__What the exercise asks__. What's needed is the listing below, repeated word for word with no pictures.
+ + +
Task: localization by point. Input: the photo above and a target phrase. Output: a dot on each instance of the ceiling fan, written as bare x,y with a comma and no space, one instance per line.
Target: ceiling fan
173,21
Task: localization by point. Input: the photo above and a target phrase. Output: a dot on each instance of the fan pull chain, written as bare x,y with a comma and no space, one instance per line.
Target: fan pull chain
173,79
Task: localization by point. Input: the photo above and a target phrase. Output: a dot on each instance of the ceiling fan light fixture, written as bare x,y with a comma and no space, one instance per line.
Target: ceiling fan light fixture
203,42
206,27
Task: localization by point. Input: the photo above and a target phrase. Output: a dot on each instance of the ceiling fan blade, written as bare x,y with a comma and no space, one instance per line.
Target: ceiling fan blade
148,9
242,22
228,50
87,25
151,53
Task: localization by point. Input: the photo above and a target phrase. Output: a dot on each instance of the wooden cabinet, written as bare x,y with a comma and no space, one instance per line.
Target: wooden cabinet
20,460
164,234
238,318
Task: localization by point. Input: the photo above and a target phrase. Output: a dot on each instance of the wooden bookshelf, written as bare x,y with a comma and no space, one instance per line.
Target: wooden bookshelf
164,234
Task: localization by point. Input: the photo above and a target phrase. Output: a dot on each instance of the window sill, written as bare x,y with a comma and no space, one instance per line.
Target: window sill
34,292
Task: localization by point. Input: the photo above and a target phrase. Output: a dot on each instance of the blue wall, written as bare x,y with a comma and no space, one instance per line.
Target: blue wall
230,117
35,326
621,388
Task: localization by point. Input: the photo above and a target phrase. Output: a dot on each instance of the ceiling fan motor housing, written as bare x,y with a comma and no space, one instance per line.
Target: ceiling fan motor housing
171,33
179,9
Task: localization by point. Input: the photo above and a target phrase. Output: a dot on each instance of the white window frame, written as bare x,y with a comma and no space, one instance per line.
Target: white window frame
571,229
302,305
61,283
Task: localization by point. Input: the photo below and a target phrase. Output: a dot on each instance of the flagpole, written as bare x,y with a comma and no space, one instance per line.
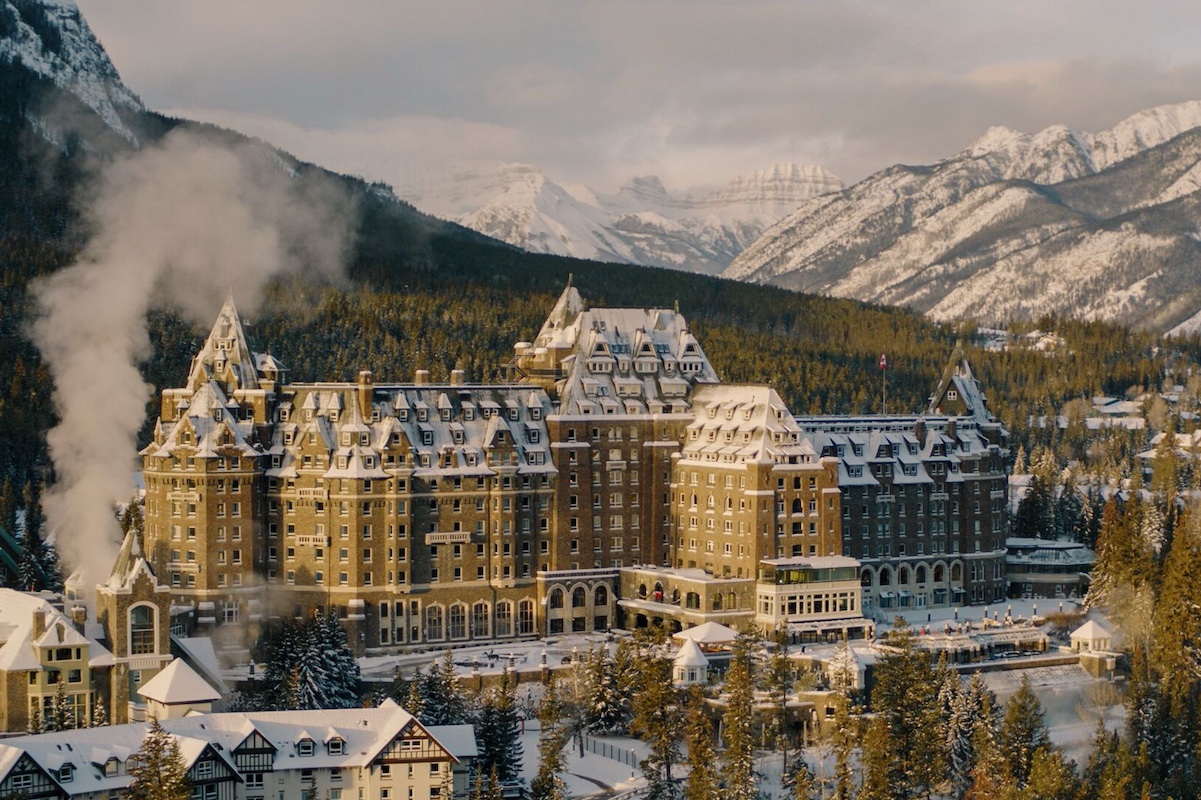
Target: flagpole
884,384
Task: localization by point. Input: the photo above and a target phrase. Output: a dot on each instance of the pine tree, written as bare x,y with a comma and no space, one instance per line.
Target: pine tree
61,718
658,722
9,505
157,769
499,732
608,705
1022,733
906,697
701,781
99,714
738,771
548,783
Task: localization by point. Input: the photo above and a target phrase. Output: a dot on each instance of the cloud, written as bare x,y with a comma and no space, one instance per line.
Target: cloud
691,89
175,225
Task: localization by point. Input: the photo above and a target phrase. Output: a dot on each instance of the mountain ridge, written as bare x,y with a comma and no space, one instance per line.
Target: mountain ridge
641,222
1014,226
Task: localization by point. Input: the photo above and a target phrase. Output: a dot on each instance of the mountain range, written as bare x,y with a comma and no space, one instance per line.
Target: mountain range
640,224
1101,226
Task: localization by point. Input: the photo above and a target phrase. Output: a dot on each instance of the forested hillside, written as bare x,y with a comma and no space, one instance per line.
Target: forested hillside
422,293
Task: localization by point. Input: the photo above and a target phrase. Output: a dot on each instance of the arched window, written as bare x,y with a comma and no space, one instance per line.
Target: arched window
456,625
525,618
479,619
434,622
505,619
142,630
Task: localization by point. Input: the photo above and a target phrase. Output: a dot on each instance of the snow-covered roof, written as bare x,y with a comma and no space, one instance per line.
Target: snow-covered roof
707,633
178,684
1091,631
18,642
689,655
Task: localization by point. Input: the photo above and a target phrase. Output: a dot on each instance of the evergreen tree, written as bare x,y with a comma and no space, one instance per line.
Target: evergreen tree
9,505
1052,777
906,698
157,769
443,702
844,735
499,732
61,718
1022,733
608,705
701,781
99,714
548,783
658,722
738,772
990,776
413,703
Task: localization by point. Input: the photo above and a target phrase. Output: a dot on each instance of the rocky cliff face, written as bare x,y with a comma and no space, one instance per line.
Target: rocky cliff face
1016,225
641,222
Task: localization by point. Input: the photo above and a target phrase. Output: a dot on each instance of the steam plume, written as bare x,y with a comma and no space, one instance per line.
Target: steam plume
178,225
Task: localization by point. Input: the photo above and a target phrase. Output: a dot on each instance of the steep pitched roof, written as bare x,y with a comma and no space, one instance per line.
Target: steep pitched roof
178,684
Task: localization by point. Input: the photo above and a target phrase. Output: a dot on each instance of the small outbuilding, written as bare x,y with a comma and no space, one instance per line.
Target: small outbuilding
689,666
1091,637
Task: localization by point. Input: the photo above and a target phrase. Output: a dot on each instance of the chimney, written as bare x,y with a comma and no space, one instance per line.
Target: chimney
364,394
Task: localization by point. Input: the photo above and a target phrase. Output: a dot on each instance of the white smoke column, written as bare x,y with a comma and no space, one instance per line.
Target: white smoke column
177,225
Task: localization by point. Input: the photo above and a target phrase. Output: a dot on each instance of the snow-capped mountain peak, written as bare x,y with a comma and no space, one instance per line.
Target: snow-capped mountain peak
52,40
1016,225
641,222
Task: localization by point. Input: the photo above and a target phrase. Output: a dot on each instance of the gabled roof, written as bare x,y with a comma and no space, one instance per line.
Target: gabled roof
709,633
689,655
177,685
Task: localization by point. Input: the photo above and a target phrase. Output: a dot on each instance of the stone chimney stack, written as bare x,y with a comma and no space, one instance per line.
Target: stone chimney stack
364,394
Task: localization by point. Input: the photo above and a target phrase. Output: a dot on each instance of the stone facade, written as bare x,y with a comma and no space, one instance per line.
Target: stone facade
435,513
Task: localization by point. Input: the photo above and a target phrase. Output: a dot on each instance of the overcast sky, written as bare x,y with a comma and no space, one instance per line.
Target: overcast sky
694,91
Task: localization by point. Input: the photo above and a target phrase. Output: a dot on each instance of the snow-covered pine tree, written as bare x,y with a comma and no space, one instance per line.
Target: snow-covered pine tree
499,732
99,714
157,769
443,702
340,686
701,782
548,783
608,708
1022,733
738,772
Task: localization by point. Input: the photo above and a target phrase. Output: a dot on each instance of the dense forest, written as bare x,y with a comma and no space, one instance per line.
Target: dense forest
420,293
+ + +
__Result__.
Task: localization by point. Input: the photo above and a target phrase. Output: a dot on each instance of the ceiling fan, written as bare x,y with a comma and no space, one instance per line.
Target: ceiling fan
173,21
Task: localization by point. Input: the photo above and a target phrase. Output: a dot on each instance of the fan pull chain, written as bare x,y with a comma and no space, one instance per line.
Target: fan pull chain
173,79
Task: localization by point. Input: the photo above and a target phrase. Output: a dot on each instance of the ceiling fan light fixture, written as bare x,y with a comma and no space, one instance per line.
Target: ceiling fan light fixture
203,42
206,27
Task: localization by point. Input: the photo above and a target phrase. Output: a dot on each instance of the ceiling fan blade, written as bare x,y with a comma and no space, one instance per line.
Target: ceiling fan blade
148,9
242,22
228,50
87,25
151,53
Task: localization by point. Input: the photo above and a target phrase. Output: a dot on each instance of the wooden cabinet, written as bare x,y with a comma and no space, one instance per line.
Target: wooden cabinet
20,460
164,234
238,318
Task: localization by point. Input: the photo above and a target phrase. Output: a dot on each instance of the wooden bookshelf, written as bare x,y with a comma and no space, one instance per line.
Target: wooden bookshelf
164,234
Task: localization by point. Input: the photo above and a target phrase. Output: a dot on each instance of the window sill, written as bare x,y with a comma and no space, one instance per line.
Target: window sill
34,292
Task: localization by point. Input: the photo above and a target phrase. Output: a dot on each instance of the blue wall, written as bare x,y with a comma and no space, one instance per line.
Target: blue wall
230,117
35,326
621,388
Task: localization by point. Input: the photo above and a target phrase. Output: a dot on each instance of the ceiling fan motor housing, written as bare x,y with a comma and no space, one instance per line.
Target: ceiling fan motor housing
171,33
179,9
Task: localization by point. Input: the photo above and a target phrase. Output: a dot on each instance of the white window frame, written as bare x,y with a comma and no space, one instance per line.
Target: white window frame
571,229
302,305
61,283
Task: localization by point. Input: the photo below and a target phrase. Output: a dot on each instance of the flagpole, written as bare x,y with a comma and no space, one instance per line.
Target: flagpole
884,384
Task: localization by point. Input: the photo above and a target phrase. Output: a dot on each instance of the pine tree, written as bare x,y with a comma and no space, one instance per line.
Target: pine tree
61,718
658,722
9,505
157,769
499,732
608,705
1022,733
906,697
701,781
99,714
738,771
548,783
Task: localization by point. Input: the photo above and a target phrase. Output: a dot on each instance of the cloud, written as bare x,y with a comma and no space, one instance per line.
Target: cloud
691,89
175,225
Task: localization by point. Input: the photo above and a target phrase. Output: a dot on each instance of the mountain ridge, written as bare x,y with a comma and no space, one instance per line.
Target: mountain ridge
641,222
1014,226
Task: localization by point. Input: the photo above and a target phrase. Output: a dot on each instance of the mountain range, written as bare x,y with a comma and no space, one instance per line.
Target: mountain range
640,224
1101,226
Task: localization by point. Input: the photo above and a target phrase. Output: a dot on each instance of the forested hillside, written as bare x,y with a comma and no space, one instance per line.
Target: forested hillside
422,293
Task: localization by point. Input: the photo above and a target phrase. Output: a dot on each instance of the arched window, written as bare x,y with a comma and no space, one instance per line.
Target: arched window
456,625
525,618
479,619
434,622
505,619
142,630
Task: localization by point. Input: the photo above and a target phrase. Output: a dot on each instance of the snow-covered roof, written as bare x,y with a comma and no space, one instance per line.
Target: snow-covered roof
707,633
178,684
1091,631
18,642
689,655
Task: localization by point. Input: the photo above and a target phrase. Output: a dot on each instance of the evergreen tree, written as bare x,y with a comma and no space, one instance per line.
Target: evergreen tree
9,505
1052,777
906,698
157,769
443,702
844,735
499,732
61,718
1022,733
608,705
701,781
99,714
548,783
658,722
738,772
990,776
413,703
Task: localization by point. Input: the photo above and a target phrase. Output: a dot on each instance of the rocky cliff face, written as bare x,y with a comma and no space, one instance per line.
Target: rocky cliff face
1016,225
641,222
Task: localization by point. Input: the photo above and a target phrase. Output: a dot on each instance of the steam plume, written as bare x,y with a comma and no space, one instance per line.
Target: steam plume
178,225
Task: localization by point. Input: the photo above and a target phrase. Output: a dot on each instance of the steep pitched roof, written as bare x,y with a comma and no space, one instance per line.
Target: steep pitched roof
178,684
Task: localization by point. Input: the photo above and a target phrase. Output: a dot on each instance of the small outbuilding, written as bare x,y with a comma and no space, one instance per line.
Target: small outbuilding
689,666
1091,637
Task: localization by point. Input: the photo above and a target phrase. Output: a dot on each instance of the chimney, written as bare x,y with a comma and no space, one instance per line.
Target: chimney
364,394
Task: localization by point. Input: the photo above and a target phrase. Output: a dot on each instance of the white smoke column, written as bare x,y with a comma and no space, one instance per line.
Target: white smoke column
177,225
Task: localization by point. Input: the photo above and a target phrase. Output: a dot on each instance of the snow-capped mountain peak, written as bare x,y with a comma and no space, one instance per line.
Target: snow-capped mountain peak
52,40
1016,225
641,222
Task: localization by point. Input: the photo above and a target phrase. Output: a dot on each instance of the gabled roof, written as bare x,y with a comma and no space, one instance per line.
Target: gabled roof
709,633
689,655
177,685
Task: localization by point. Input: the photo above and a target phrase. Output: a dot on each instance of the stone chimney stack, written as bare x,y with a comma and no space, one instance per line.
Target: stone chimney stack
364,394
Task: localization by point. Input: the photo above and a target phrase. Output: a dot on each instance of the stone facade, written as bare x,y with a comma and no space, one instance per line.
Target: stone facade
435,513
Task: localization by point. Input: the photo above and a target phrase. Output: a dot on each instance of the overcast sky, written as bare x,y with a comma and no space, one instance per line.
Target: overcast sky
694,91
Task: localization by point. Input: the photo above and a target phrase. Output: a dot on each instance of the snow-covered pine tree, written as bare x,y with a comma and no space, one instance per line.
Target: snow-covered pine tree
499,732
99,714
157,769
443,702
340,686
701,782
548,783
608,708
1022,733
738,772
Task: localization by point. Input: the photo above and a target phrase. Output: a dot on each instance of the dense forest, written as bare x,y with a comma and no space, one instance per line.
Target: dense forest
420,293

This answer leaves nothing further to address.